Перепишите все приведенные ниже строки слово в слово, ничего не меняя.

▸ Строки:
········

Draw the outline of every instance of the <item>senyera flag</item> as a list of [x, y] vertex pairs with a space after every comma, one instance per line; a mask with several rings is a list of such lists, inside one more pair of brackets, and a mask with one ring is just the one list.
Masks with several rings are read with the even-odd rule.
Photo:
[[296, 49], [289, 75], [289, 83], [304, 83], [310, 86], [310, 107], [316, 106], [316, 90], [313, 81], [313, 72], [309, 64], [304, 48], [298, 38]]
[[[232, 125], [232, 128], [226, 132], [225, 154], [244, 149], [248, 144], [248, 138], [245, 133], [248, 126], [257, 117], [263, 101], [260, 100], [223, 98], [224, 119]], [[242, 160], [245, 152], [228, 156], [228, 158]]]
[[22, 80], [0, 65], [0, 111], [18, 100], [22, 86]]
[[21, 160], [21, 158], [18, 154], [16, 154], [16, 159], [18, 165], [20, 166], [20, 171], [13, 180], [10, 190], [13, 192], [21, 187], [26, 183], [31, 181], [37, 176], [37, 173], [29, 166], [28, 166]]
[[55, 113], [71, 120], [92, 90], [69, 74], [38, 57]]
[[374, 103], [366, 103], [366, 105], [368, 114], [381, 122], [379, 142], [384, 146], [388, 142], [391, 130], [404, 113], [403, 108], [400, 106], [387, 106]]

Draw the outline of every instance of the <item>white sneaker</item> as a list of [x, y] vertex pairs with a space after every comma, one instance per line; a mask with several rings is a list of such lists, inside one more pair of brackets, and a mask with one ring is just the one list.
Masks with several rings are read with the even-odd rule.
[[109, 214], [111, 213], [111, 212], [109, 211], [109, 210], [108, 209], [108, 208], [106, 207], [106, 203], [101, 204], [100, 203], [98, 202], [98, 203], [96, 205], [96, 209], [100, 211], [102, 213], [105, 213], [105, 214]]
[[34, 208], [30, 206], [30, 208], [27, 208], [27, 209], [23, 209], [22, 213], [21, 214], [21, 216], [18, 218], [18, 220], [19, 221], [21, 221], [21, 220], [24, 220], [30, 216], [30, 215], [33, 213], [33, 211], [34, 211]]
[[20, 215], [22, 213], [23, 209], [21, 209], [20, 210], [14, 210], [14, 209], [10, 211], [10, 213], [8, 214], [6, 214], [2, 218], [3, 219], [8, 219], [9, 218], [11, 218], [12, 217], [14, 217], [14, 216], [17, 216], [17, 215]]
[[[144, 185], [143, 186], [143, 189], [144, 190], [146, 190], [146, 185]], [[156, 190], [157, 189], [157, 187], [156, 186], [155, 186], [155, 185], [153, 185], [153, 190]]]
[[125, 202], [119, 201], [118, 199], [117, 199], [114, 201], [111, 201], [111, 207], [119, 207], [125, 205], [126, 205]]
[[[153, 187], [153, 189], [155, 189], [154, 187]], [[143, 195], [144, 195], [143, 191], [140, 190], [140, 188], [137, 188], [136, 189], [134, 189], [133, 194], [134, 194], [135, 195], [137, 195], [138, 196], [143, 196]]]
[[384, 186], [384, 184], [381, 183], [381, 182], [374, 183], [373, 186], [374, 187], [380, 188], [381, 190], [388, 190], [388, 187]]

········

▸ Решение задания:
Draw the outline of every instance of the <item>senyera flag</item> as a list of [x, y] vertex pairs with a space after every comma, one instance per line; a mask with several rings is a list of such lists, inside one more pair of brackets, and a mask with one ring is just the one list.
Masks with several rings are read with the even-odd rule.
Photo:
[[296, 49], [289, 75], [289, 83], [304, 83], [310, 86], [310, 107], [316, 106], [316, 90], [313, 81], [313, 72], [309, 64], [304, 48], [298, 38]]
[[[232, 125], [232, 128], [226, 132], [225, 154], [244, 149], [248, 144], [248, 138], [245, 133], [248, 126], [257, 117], [263, 101], [260, 100], [223, 98], [224, 119]], [[242, 160], [245, 152], [228, 156], [228, 158]]]
[[22, 80], [0, 65], [0, 111], [18, 100], [22, 86]]
[[21, 160], [21, 158], [18, 154], [16, 154], [16, 159], [18, 165], [20, 166], [20, 171], [13, 180], [10, 190], [13, 192], [21, 187], [26, 183], [31, 181], [37, 176], [37, 173], [29, 166], [28, 166]]
[[55, 113], [71, 120], [92, 90], [69, 74], [38, 57]]
[[374, 103], [366, 103], [366, 105], [368, 114], [381, 122], [379, 142], [384, 146], [388, 142], [391, 130], [404, 113], [403, 108], [400, 106], [387, 106]]

Draw the outline of every instance of the <item>white sneaker</item> as a list of [x, y] vertex pairs with a space after every comma, one instance per line; a mask with several rings is a list of such lists, inside one more pair of brackets, and a mask with one ring is just the one list.
Masks with several rings are read with the even-odd rule.
[[109, 214], [111, 213], [111, 212], [109, 211], [109, 210], [108, 209], [108, 208], [106, 207], [106, 203], [101, 204], [100, 203], [98, 202], [98, 203], [96, 205], [96, 209], [100, 211], [102, 213], [105, 213], [105, 214]]
[[34, 208], [30, 206], [30, 208], [27, 208], [27, 209], [23, 209], [22, 213], [21, 214], [21, 216], [18, 218], [18, 220], [19, 221], [21, 221], [21, 220], [24, 220], [30, 216], [30, 215], [33, 213], [33, 211], [34, 211]]
[[20, 215], [22, 213], [23, 209], [21, 209], [20, 210], [14, 210], [14, 209], [10, 211], [10, 213], [8, 214], [6, 214], [2, 218], [3, 219], [8, 219], [9, 218], [11, 218], [12, 217], [14, 217], [14, 216], [17, 216], [17, 215]]
[[[144, 185], [143, 186], [143, 189], [144, 190], [146, 190], [146, 185]], [[156, 190], [157, 189], [157, 187], [156, 186], [155, 186], [155, 185], [153, 185], [153, 190]]]
[[125, 202], [119, 201], [118, 199], [117, 199], [114, 201], [111, 201], [111, 207], [119, 207], [125, 205], [126, 205]]
[[[153, 187], [153, 189], [155, 189], [154, 187]], [[143, 195], [144, 195], [143, 191], [140, 190], [140, 188], [137, 188], [136, 189], [134, 189], [133, 194], [134, 194], [135, 195], [137, 195], [138, 196], [143, 196]]]
[[384, 186], [384, 184], [381, 183], [381, 182], [374, 183], [373, 186], [374, 187], [380, 188], [381, 190], [388, 190], [388, 187]]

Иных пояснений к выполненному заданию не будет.